Nuestra coincidencia en este “valle de lágrimas” fue un parpadear de ojos. Cuando yo nací en 1968, a monseñor ya solo le quedaba poco más de once años en su peregrinación sobre esta tierra. Y cuando él llegó a ser arzobispo de San Salvador, que fué la primera vez que pasó por mi conocimiento, a mi ya solo me quedaba año y medio en el país. Pero, su impacto fue tremendo, desde un principio.
Bien me acuerdo de la primera vez que ví su foto, en blanco y negro, en el “Diario De Hoy”, en 1977, cuando fue elevado a arzobispo de San Salvador . Leí la entrevista, y le seguí sus primeros y dramáticos pasos a través de la radio, oyendo sus impresionantes homilías dominicales, como el resto de la nación. Mi abuelita que me crió me llevaba a catedral en las fechas más importantes del calendario litúrgico, como la navidad, semana santa, y el día de la transfiguración del Divino Salvador.
Fue en este marco que presencié su apostolado profético en horas tan culminantes de su ministerio público. Fue en 1977 que asesinaron al padre Rutilio Grande, y al padre Alfonso Navarro unos meses después. Me acuerdo de asistir a catedral un sábado de gloria y observar una fogata de los Boy Scouts en la Plaza Barrios. Me acuerdo ver a monseñor Romero y algunos de sus sacerdotes en procesión alrededor del interior de la catedral, perfumando el templo con incienso, y rociándolo con agua bendita mientras que la feligresía cantaba, “Ya el Señor resucitó/Resucitó ya el Señor.” Me acuerdo ver camiones con soldados alrededor de la plaza y pensar que ellos estaban allí para participar en la misa, tal vez dando protección al rebaño de los fieles. Nunca se me ocurrió a mis nueve años de edad que sería más siniestra su presencia.

- **LISTA DE REGISTROS**:
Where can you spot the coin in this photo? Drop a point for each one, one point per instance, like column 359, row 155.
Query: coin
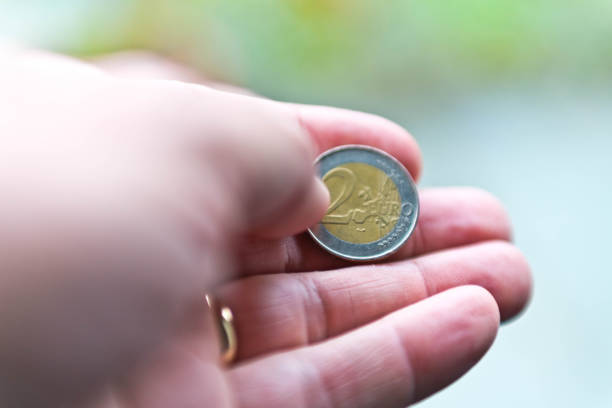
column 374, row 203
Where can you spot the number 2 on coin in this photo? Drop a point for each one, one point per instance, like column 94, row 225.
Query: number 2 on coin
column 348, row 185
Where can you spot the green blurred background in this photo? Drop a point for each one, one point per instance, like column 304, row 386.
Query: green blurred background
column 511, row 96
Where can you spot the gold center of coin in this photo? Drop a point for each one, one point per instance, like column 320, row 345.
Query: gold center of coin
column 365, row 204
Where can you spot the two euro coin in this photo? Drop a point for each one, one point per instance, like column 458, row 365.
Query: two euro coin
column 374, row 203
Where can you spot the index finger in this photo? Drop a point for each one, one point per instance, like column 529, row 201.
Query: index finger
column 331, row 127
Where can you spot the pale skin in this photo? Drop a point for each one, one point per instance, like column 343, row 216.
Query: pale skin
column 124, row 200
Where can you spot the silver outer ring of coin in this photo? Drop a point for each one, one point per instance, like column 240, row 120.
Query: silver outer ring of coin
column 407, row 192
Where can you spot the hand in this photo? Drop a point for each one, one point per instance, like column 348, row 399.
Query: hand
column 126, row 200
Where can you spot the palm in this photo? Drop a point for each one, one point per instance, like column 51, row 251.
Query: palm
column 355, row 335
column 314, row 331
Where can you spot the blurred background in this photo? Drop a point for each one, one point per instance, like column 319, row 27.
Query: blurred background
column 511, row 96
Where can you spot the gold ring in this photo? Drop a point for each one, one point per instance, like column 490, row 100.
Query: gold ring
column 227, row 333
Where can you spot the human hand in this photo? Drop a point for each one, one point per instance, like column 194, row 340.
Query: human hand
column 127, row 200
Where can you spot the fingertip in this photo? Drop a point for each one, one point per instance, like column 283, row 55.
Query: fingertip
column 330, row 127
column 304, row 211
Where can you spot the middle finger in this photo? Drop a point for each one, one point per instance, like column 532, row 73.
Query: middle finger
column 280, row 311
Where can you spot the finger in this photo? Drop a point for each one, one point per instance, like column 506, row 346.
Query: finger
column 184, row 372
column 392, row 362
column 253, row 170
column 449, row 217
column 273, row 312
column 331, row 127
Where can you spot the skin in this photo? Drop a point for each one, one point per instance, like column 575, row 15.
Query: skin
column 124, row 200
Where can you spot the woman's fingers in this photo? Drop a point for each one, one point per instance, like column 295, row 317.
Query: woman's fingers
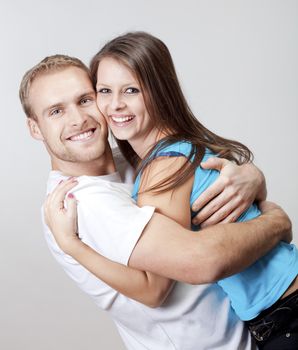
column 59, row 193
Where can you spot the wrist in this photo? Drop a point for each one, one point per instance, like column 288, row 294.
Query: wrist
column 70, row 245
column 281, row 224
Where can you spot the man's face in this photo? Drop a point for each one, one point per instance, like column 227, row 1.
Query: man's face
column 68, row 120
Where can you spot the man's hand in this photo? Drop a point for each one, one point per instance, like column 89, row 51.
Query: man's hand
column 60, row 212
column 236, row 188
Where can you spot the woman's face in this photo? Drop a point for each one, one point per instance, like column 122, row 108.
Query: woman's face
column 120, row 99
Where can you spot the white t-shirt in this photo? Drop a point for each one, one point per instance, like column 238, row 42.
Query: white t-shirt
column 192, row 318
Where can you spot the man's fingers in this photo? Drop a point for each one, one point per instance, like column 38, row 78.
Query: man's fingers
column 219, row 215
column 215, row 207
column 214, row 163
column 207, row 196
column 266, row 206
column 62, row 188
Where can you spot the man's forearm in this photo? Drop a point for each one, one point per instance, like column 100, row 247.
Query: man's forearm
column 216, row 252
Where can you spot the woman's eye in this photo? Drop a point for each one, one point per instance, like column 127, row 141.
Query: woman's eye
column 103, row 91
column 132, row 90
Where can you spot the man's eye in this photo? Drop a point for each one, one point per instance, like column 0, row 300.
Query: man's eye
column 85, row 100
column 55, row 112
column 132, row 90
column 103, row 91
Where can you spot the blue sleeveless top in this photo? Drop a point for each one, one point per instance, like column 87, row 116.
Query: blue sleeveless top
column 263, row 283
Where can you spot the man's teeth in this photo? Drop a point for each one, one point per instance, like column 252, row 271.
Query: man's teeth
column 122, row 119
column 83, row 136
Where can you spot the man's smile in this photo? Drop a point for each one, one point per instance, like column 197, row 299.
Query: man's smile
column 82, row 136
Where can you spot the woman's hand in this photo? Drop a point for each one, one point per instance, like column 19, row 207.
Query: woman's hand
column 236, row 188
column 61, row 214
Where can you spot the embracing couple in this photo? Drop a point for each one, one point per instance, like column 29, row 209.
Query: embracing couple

- **LISTA DE TAREAS**:
**a)** Cita del texto sobre monseñor Romero el fragmento que empieza con las palabras que contienen "Fue en este" y termina con "siniestra su presencia.".
**b)** Por favor, enumera las fechas del calendario litúrgico en que, según el texto sobre monseñor Romero, la abuelita llevaba a catedral a quien narra.

- **SOLUCIONES A CONTINUACIÓN**:
**a)**
Fue en este marco que presencié su apostolado profético en horas tan culminantes de su ministerio público. Fue en 1977 que asesinaron al padre Rutilio Grande, y al padre Alfonso Navarro unos meses después. Me acuerdo de asistir a catedral un sábado de gloria y observar una fogata de los Boy Scouts en la Plaza Barrios. Me acuerdo ver a monseñor Romero y algunos de sus sacerdotes en procesión alrededor del interior de la catedral, perfumando el templo con incienso, y rociándolo con agua bendita mientras que la feligresía cantaba, “Ya el Señor resucitó/Resucitó ya el Señor.” Me acuerdo ver camiones con soldados alrededor de la plaza y pensar que ellos estaban allí para participar en la misa, tal vez dando protección al rebaño de los fieles. Nunca se me ocurrió a mis nueve años de edad que sería más siniestra su presencia.

**b)**
- La navidad
- La semana santa
- El día de la transfiguración del Divino Salvador